EXTRACT TO READ.
>> Start

The plaintiffs' causes of action are based entirely upon negligence with relation to the condition of defendant's stairway down which Mrs. Anderson fell. The building had two floors. There were seven offices on the second floor patronized by approximately 50 people daily. The stairway, which was 42 or 44 inches wide, extended from the ground to the upper floor. The hallway at the top was a little wider. The long way of the hall was east and west with the stairway at the west end. A brass edging was fastened along the nose of the top step of the stairway for the purpose of holding down and protecting the edge of the rubberoid floor covering which lay along the hallway at the top of the stairway. The edging was 30 inches long and 1 1/2 inches wide on top. There were parallel corrugations running lengthwise of the edging on the side toward the edge of the step. The part toward the floor covering was smooth and about an inch in width. When received from the factory, the edging had perforations, at intervals of about seven inches, running lengthwise, just behind the corrugated part, for the screws used to fasten it to the wooden floor.

>> End

YOUR GOAL. Proceed with the passage about the stairway fall, picking up after its final sentence.

INFORMATION PROVIDED.
>> Start

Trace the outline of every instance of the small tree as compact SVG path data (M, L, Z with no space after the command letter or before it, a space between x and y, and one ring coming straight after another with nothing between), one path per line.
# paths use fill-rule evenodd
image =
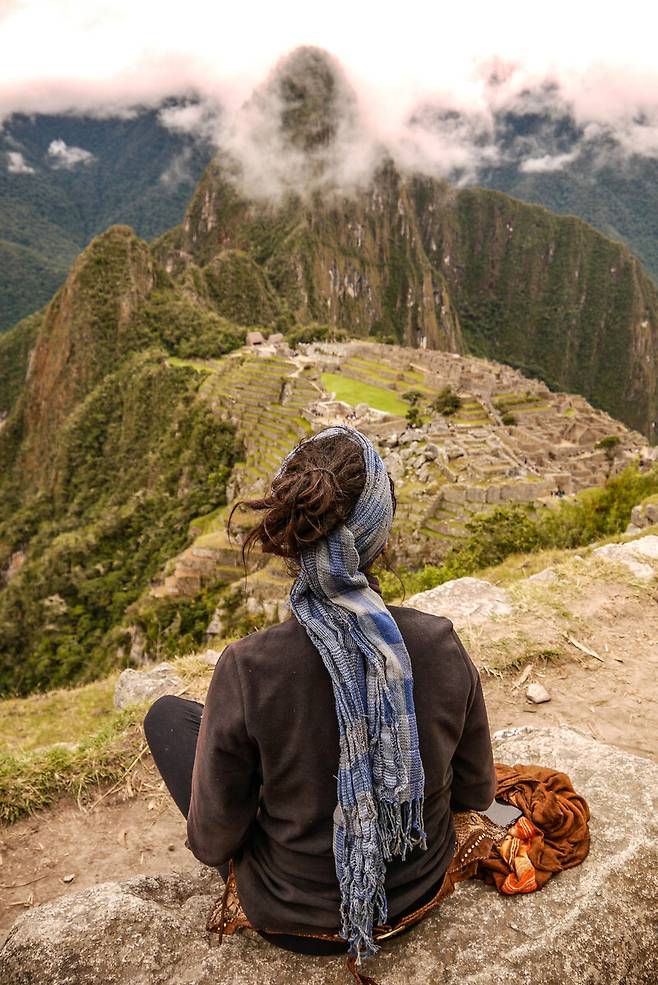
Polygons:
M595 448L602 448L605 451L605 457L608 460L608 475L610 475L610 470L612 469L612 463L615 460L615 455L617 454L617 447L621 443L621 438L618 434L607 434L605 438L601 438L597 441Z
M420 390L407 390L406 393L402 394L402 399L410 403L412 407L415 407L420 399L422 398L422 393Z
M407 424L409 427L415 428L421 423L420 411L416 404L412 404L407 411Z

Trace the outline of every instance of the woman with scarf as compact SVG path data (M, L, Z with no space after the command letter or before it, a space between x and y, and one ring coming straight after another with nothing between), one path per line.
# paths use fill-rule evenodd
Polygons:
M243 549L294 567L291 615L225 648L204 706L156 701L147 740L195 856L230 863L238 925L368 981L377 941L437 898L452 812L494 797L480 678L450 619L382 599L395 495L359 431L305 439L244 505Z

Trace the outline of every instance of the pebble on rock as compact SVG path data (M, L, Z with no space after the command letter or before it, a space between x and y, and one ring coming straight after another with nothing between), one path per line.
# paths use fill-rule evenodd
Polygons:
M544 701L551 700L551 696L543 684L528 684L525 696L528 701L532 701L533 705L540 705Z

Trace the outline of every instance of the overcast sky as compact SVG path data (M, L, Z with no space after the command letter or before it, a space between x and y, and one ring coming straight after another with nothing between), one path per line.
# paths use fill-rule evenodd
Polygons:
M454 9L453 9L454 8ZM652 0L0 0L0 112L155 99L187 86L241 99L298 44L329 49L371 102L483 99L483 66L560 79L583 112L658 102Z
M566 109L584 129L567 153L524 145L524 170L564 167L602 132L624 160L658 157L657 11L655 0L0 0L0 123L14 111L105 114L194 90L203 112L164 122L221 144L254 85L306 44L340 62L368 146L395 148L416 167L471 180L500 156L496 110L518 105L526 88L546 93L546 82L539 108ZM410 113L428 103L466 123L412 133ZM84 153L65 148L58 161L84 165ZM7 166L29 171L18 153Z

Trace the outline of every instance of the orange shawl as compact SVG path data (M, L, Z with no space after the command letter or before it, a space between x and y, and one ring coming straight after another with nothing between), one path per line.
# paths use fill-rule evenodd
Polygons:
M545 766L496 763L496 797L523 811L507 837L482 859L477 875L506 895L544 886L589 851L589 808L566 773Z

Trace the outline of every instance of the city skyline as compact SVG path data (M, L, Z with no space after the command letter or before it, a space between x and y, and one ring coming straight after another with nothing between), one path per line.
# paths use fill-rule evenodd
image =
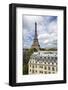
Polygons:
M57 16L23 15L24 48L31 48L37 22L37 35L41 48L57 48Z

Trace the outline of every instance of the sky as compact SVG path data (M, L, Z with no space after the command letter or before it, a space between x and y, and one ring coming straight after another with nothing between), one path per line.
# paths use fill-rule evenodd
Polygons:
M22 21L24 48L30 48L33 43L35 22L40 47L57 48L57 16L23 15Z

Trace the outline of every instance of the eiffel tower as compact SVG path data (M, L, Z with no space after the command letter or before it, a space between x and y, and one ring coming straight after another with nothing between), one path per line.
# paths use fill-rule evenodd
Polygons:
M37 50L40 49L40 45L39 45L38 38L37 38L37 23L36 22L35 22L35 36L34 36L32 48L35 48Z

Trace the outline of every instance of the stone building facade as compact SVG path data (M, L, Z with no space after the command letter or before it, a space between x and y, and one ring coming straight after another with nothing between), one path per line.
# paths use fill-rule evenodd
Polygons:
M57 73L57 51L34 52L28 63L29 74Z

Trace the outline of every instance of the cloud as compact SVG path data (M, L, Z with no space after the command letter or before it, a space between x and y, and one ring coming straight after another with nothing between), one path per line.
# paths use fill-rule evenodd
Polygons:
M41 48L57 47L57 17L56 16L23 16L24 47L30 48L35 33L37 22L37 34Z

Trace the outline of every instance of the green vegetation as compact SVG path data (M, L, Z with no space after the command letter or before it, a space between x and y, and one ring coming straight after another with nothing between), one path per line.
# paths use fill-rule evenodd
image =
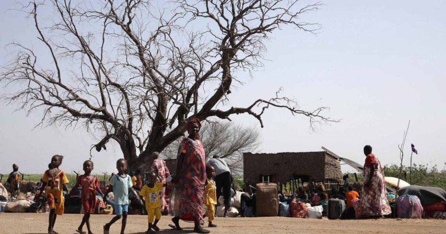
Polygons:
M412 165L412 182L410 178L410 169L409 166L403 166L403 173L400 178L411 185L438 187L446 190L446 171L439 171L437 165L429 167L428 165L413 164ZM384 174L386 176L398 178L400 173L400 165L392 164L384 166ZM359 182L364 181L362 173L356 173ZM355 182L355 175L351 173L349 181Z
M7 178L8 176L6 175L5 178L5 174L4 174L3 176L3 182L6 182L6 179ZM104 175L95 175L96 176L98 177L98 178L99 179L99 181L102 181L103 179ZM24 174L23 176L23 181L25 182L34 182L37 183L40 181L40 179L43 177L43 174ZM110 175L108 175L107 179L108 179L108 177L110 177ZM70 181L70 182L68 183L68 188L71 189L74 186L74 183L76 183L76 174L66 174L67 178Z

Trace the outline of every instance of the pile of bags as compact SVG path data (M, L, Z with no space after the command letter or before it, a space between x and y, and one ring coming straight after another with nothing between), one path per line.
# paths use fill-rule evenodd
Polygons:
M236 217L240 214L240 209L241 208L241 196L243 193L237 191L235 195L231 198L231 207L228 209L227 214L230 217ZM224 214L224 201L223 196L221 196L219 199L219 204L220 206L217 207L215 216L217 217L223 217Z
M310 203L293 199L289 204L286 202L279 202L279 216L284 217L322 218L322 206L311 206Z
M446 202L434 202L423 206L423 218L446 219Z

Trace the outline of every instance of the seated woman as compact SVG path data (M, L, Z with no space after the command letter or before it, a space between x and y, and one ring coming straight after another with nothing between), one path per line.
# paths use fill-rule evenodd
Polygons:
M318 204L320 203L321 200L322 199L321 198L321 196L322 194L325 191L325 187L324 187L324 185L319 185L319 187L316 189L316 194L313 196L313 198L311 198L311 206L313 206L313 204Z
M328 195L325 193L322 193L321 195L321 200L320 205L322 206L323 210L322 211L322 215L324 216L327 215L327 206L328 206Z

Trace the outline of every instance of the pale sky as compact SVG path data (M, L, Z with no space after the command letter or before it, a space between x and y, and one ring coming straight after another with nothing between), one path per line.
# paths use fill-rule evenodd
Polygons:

>> End
>> Start

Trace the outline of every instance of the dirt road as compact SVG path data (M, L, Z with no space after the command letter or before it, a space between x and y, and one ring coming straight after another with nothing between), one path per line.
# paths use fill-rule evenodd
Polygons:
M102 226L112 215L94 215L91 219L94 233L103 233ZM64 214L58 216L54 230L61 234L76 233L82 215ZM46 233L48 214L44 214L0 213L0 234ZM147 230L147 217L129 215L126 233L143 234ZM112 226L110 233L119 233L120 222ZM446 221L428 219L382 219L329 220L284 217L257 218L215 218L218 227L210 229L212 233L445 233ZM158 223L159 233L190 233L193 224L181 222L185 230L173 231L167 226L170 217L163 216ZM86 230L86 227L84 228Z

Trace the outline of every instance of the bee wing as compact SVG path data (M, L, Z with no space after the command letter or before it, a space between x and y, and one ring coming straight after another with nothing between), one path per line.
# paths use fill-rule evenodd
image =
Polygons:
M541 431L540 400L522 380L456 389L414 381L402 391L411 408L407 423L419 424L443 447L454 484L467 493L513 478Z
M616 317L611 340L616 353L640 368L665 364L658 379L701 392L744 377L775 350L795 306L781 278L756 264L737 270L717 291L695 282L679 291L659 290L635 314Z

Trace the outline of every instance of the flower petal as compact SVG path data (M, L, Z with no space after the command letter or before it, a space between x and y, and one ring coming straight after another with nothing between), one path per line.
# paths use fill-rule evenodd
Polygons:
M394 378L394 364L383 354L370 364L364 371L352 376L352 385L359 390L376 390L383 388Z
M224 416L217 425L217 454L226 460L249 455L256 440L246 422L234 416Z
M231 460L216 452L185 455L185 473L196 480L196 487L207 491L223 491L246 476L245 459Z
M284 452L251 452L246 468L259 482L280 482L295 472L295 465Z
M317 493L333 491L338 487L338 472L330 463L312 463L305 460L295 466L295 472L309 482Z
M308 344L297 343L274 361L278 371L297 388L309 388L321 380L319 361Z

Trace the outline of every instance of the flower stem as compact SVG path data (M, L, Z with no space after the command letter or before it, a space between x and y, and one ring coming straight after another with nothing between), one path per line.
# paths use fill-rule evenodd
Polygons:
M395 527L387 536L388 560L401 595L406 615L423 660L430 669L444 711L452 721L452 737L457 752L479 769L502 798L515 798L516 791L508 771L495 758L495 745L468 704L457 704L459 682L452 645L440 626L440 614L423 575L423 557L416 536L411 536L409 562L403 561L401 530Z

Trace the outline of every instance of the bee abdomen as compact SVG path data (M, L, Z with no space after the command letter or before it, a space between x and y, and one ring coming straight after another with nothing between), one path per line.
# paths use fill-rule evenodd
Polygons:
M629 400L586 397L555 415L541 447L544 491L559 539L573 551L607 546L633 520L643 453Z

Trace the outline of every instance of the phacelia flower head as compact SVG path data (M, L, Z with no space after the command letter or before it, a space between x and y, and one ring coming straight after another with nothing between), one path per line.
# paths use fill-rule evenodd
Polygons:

>> End

EXERCISE RESULT.
Defendant acquired the building in 1927 about 14 years prior to the accident. Because of continual use, the edging had become so worn and the corrugation so reduced that the entire surface was smooth. About three years prior to the accident, the edging had become so badly worn on the side toward the handrail, where apparently the traffic was the heaviest, that it was necessary to nail it down on the edge along the rubberoid from the handrail side to within one foot of the other side. At the time of the accident the part which had no nails in it had become so worn that it was in substantially the same condition as the rest of the strip. Plaintiffs claimed that this part of the edging had been bent up along the edge from one-eighth to three-eighths of an inch above the rubberoid so that Mrs. Anderson's heel caught on it, causing her fall.

Accompanied by her daughter, plaintiff had been attending to some business in one of the offices. The office door opened into the hallway near the south side of the top of the stairway. As they came out of the doorway, her daughter closed the office door but testified that she retained her hold on her mother's left arm. Evidently Mrs. Anderson crossed to the farther side of the narrow hallway and turned toward the head of the stairs. She testified that in attempting to find the railing she slid her feet along, caught her heel on the turned up strip, and fell headlong. Her daughter said that she did not relinquish her hold on her mother until it was broken by the fall.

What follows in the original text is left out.